▶ RECORDS:

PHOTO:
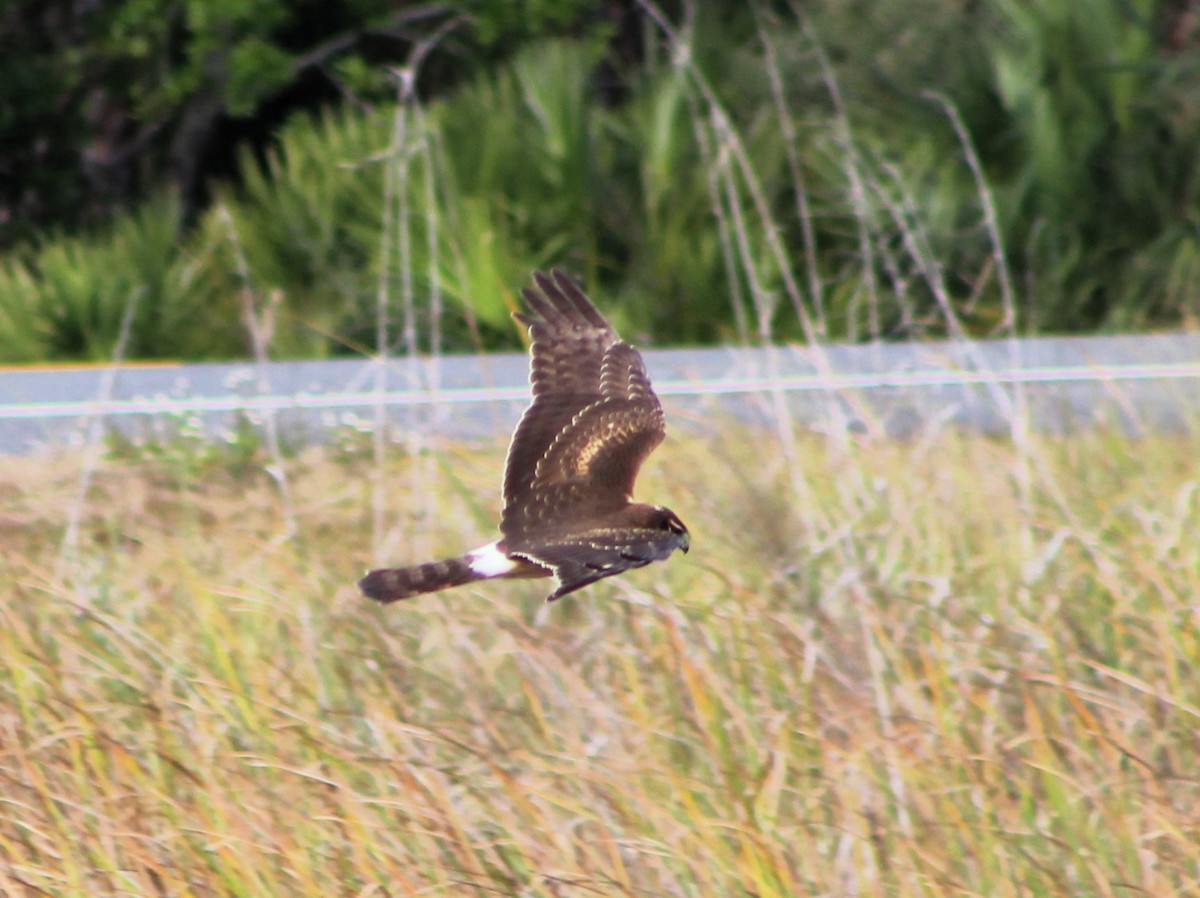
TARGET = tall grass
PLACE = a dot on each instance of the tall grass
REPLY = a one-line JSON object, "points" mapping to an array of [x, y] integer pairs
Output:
{"points": [[761, 174], [881, 692]]}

▶ WHAT THE EXERCISE ASKS:
Rewrite the lines above with every "tall grass" changed to "wild reeds" and nothing else altered, and leave out the pictures.

▶ SOLUTION FOR THIS PROBLEM:
PHOTO:
TARGET = wild reeds
PLACE = a dot on each instance of the wild reeds
REPLY = a one-line JSON object, "points" mapping to an array of [x, y] integer pairs
Output:
{"points": [[761, 174], [881, 692]]}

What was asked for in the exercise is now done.